Location identification items:
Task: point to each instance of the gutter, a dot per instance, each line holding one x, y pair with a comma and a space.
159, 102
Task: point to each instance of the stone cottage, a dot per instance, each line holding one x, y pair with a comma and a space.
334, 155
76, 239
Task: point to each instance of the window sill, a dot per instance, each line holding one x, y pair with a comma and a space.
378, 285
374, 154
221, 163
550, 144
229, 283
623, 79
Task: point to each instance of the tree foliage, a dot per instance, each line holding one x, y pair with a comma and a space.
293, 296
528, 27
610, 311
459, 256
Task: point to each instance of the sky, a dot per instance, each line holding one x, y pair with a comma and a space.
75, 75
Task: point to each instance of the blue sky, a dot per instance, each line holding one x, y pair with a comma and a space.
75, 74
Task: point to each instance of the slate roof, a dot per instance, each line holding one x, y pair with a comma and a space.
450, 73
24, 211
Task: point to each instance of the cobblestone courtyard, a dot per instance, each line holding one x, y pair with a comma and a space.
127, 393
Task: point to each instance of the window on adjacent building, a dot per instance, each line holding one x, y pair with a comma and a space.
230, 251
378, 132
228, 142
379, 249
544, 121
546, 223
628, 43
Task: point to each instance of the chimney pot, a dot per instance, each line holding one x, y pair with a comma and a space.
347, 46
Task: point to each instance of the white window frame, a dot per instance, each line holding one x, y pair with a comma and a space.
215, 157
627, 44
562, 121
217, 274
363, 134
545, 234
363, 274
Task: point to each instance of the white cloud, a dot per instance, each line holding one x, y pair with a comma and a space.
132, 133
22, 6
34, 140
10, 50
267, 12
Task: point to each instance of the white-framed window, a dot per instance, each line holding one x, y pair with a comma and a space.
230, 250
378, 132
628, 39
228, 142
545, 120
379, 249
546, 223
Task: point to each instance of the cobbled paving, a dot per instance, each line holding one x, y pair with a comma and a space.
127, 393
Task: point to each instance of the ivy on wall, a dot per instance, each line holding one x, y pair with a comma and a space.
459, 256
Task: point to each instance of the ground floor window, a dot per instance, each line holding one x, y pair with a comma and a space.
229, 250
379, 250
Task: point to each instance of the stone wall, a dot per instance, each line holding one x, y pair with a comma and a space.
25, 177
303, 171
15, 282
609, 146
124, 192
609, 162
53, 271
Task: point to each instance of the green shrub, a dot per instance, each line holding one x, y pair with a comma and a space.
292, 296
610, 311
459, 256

GOAL: Rewrite all of the lines above as a Markdown table with the columns Row and Line, leaving out any blank lines.

RESPONSE:
| Row | Line |
|---|---|
| 1 | Task: point to each instance of the gutter, a dot per instance, each line holding one x, y pair with a comma and a space. |
| 2 | 159, 102 |
| 3 | Task: point to each instance of the stone cottage, a dot per instance, each line holding one x, y pair with a comma and a space. |
| 4 | 334, 155 |
| 5 | 76, 239 |
| 6 | Task: point to each instance of the window sill, a dot per instance, each line holding one x, y pair with a comma and a space. |
| 7 | 378, 285 |
| 8 | 374, 154 |
| 9 | 221, 163 |
| 10 | 550, 144 |
| 11 | 229, 283 |
| 12 | 623, 79 |
| 13 | Task: point to each instance of the tree foliage, a dot per instance, each line holding one x, y pair with a comma and a space. |
| 14 | 293, 296 |
| 15 | 528, 27 |
| 16 | 610, 311 |
| 17 | 459, 256 |
| 18 | Task: point to each instance of the sky, a dot per instance, each line holding one x, y pair with a comma and a space. |
| 19 | 75, 75 |
| 20 | Task: point to each instance of the blue sky, a dot per instance, each line holding one x, y pair with a comma and a space. |
| 21 | 75, 74 |
| 22 | Task: point to each instance of the slate roof, a dot per instance, each line holding one x, y pair with a comma and a space. |
| 23 | 450, 73 |
| 24 | 24, 211 |
| 25 | Task: point to each instance of the cobblestone courtyard, a dot per instance, each line holding one x, y pair with a comma and a space. |
| 26 | 127, 393 |
| 27 | Task: point to each instance of the window on adjacent building, a dot per instance, each line holding one x, y pair with a comma and a space. |
| 28 | 230, 251 |
| 29 | 378, 132 |
| 30 | 228, 142 |
| 31 | 379, 249 |
| 32 | 544, 121 |
| 33 | 546, 223 |
| 34 | 628, 43 |
| 35 | Task: point to each instance of the chimney pot, a dot per instance, each line holding one x, y pair with a comma and a space. |
| 36 | 347, 46 |
| 37 | Task: point to each instance of the white window frame, a dot per instance, each line holding one x, y pair with a comma and a space. |
| 38 | 215, 157 |
| 39 | 627, 44 |
| 40 | 562, 121 |
| 41 | 217, 274 |
| 42 | 363, 134 |
| 43 | 545, 234 |
| 44 | 363, 274 |
| 45 | Task: point to each instance of the white cloud, a dot per instance, each line holding one x, y pair with a comma and a space. |
| 46 | 132, 133 |
| 47 | 22, 6 |
| 48 | 34, 140 |
| 49 | 10, 50 |
| 50 | 267, 12 |
| 51 | Task: point to each instance of the white-framed window, a dot per instance, each line holding one x, y pair with a comma and a space. |
| 52 | 230, 250 |
| 53 | 378, 132 |
| 54 | 628, 39 |
| 55 | 228, 142 |
| 56 | 545, 120 |
| 57 | 379, 249 |
| 58 | 546, 223 |
| 59 | Task: point to each instance of the cobbled paving, a dot per instance, each line holding one x, y pair with a comma and a space. |
| 60 | 127, 393 |
| 61 | Task: point to each instance of the ivy on wall, a dot per instance, each line holding one x, y pair with a comma and a space. |
| 62 | 459, 256 |
| 63 | Task: point to each instance of the ground floor window, a dot per instance, each line holding one x, y pair with a comma and a space. |
| 64 | 229, 250 |
| 65 | 379, 250 |
| 66 | Task: point to each instance of the stone wall, a dot per instance, each line holding one x, y pair with a comma and a space. |
| 67 | 25, 177 |
| 68 | 303, 171 |
| 69 | 15, 282 |
| 70 | 609, 146 |
| 71 | 124, 192 |
| 72 | 609, 162 |
| 73 | 53, 271 |
| 74 | Task: point to each instance of the green shrub, a dot per instance, each line holding one x, y pair with a comma and a space. |
| 75 | 292, 296 |
| 76 | 610, 311 |
| 77 | 459, 256 |